[Stored data]
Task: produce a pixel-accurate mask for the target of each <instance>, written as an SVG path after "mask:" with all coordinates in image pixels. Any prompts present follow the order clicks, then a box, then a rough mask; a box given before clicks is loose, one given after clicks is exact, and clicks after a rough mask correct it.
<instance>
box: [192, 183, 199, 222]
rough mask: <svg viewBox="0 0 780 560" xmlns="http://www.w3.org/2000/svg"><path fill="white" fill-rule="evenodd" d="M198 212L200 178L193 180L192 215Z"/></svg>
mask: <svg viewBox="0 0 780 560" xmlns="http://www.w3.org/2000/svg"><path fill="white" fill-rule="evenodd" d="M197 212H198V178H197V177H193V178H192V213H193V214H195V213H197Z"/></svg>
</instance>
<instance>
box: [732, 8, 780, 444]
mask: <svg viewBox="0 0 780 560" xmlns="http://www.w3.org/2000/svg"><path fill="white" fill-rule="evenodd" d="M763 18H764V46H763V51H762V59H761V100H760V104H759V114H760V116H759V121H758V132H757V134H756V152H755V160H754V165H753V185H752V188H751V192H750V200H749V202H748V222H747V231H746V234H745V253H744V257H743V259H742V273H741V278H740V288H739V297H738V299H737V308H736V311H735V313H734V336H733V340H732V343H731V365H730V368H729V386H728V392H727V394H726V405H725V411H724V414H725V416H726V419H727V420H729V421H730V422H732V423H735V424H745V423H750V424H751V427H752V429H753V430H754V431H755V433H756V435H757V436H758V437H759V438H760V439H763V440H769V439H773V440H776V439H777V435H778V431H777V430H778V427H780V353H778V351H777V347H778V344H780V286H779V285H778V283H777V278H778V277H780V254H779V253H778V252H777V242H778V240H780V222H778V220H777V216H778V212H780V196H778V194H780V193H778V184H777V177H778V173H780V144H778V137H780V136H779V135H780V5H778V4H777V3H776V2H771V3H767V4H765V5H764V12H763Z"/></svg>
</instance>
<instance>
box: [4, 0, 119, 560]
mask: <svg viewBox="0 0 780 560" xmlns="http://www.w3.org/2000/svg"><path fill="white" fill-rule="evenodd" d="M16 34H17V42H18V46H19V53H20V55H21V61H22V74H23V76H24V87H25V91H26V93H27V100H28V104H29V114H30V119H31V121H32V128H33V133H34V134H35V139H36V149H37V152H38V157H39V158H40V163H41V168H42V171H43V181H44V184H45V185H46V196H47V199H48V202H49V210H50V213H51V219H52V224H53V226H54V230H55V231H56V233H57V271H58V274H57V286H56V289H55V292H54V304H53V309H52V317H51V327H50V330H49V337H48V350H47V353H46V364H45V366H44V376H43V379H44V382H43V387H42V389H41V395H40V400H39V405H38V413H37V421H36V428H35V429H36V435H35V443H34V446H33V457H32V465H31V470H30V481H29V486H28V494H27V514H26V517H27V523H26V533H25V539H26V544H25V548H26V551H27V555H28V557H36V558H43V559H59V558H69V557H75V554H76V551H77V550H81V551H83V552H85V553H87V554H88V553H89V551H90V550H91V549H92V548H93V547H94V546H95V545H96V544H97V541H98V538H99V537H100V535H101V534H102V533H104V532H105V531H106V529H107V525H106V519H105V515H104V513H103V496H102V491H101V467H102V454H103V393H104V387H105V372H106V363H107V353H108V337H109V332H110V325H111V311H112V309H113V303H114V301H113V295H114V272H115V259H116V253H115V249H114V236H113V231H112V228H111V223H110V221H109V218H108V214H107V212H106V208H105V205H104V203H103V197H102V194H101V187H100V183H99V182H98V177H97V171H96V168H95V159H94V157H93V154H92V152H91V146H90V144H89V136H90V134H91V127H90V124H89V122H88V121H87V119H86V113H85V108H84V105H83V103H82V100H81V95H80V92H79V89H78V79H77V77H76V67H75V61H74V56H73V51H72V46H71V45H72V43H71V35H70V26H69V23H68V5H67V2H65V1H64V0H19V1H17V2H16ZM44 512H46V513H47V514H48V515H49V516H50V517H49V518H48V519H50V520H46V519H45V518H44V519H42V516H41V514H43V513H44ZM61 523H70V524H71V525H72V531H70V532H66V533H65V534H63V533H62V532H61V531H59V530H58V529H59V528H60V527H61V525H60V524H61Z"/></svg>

**Work instruction:** Repeat the records above exactly.

**Your solution:**
Task: produce a pixel-accurate mask for the target of each <instance>, written as an SVG path after "mask:" with all coordinates in image pixels. Any prompts present follow the order clicks, then a box, then a rough mask; a box given before clicks is loose, one given after clicks is exact, and clicks after a rough mask correct it.
<instance>
box: [192, 183, 199, 222]
rough mask: <svg viewBox="0 0 780 560" xmlns="http://www.w3.org/2000/svg"><path fill="white" fill-rule="evenodd" d="M198 212L200 178L193 180L192 215Z"/></svg>
mask: <svg viewBox="0 0 780 560" xmlns="http://www.w3.org/2000/svg"><path fill="white" fill-rule="evenodd" d="M197 212H198V178H197V177H193V178H192V213H193V214H195V213H197Z"/></svg>
</instance>
<instance>
box: [732, 8, 780, 444]
mask: <svg viewBox="0 0 780 560" xmlns="http://www.w3.org/2000/svg"><path fill="white" fill-rule="evenodd" d="M763 18H764V46H763V51H762V59H761V100H760V104H759V114H760V116H759V121H758V132H757V134H756V152H755V160H754V165H753V185H752V188H751V192H750V200H749V202H748V222H747V231H746V234H745V253H744V257H743V259H742V273H741V278H740V288H739V297H738V299H737V308H736V311H735V313H734V336H733V340H732V343H731V365H730V368H729V386H728V392H727V394H726V405H725V411H724V414H725V416H726V419H727V420H729V421H730V422H732V423H735V424H745V423H750V424H751V427H752V429H753V430H754V431H755V433H756V435H757V436H758V437H759V438H760V439H763V440H769V439H773V440H776V439H777V435H778V431H777V430H778V427H780V353H778V351H777V347H778V344H780V286H779V285H778V283H777V278H778V277H780V254H779V253H778V252H777V242H778V240H780V222H778V220H777V216H778V212H780V196H778V194H780V193H778V184H777V177H778V173H780V144H778V137H780V136H779V135H780V5H778V4H777V3H776V2H771V3H767V4H765V5H764V12H763Z"/></svg>
</instance>
<instance>
box: [4, 0, 119, 560]
mask: <svg viewBox="0 0 780 560" xmlns="http://www.w3.org/2000/svg"><path fill="white" fill-rule="evenodd" d="M16 34H17V42H18V46H19V53H20V55H21V61H22V74H23V76H24V87H25V91H26V93H27V100H28V104H29V114H30V119H31V121H32V128H33V133H34V134H35V139H36V149H37V152H38V157H39V158H40V163H41V168H42V171H43V181H44V184H45V185H46V196H47V199H48V202H49V210H50V213H51V219H52V224H53V226H54V230H55V231H56V233H57V271H58V274H57V286H56V289H55V292H54V304H53V309H52V317H51V327H50V330H49V337H48V350H47V353H46V364H45V366H44V376H43V379H44V382H43V387H42V389H41V395H40V400H39V405H38V413H37V421H36V428H35V429H36V435H35V443H34V446H33V457H32V465H31V470H30V481H29V486H28V494H27V514H26V517H27V523H26V533H25V539H26V544H25V548H26V551H27V555H28V557H36V558H43V559H59V558H69V557H75V554H76V551H77V550H81V551H83V552H85V553H87V554H88V553H89V551H90V550H91V549H92V548H93V547H94V546H95V545H96V544H97V541H98V538H99V537H100V535H101V534H102V533H104V532H105V531H106V529H107V525H106V519H105V515H104V513H103V496H102V491H101V467H102V454H103V393H104V387H105V372H106V363H107V353H108V337H109V332H110V325H111V311H112V309H113V303H114V301H113V295H114V272H115V259H116V253H115V249H114V236H113V231H112V228H111V223H110V221H109V218H108V214H107V212H106V208H105V205H104V203H103V197H102V194H101V187H100V183H99V182H98V177H97V171H96V168H95V159H94V157H93V154H92V152H91V146H90V144H89V136H90V134H91V127H90V124H89V122H88V121H87V119H86V113H85V108H84V105H83V103H82V100H81V95H80V92H79V89H78V79H77V77H76V67H75V61H74V56H73V51H72V46H71V45H72V43H71V35H70V26H69V23H68V5H67V2H65V1H64V0H19V1H17V2H16ZM44 512H46V513H47V514H48V515H49V516H50V517H49V518H48V519H50V520H46V519H45V518H44V519H42V516H41V514H43V513H44ZM61 523H70V524H71V525H72V531H70V532H66V533H65V534H63V533H62V532H61V531H59V530H58V529H59V528H60V527H61V525H60V524H61Z"/></svg>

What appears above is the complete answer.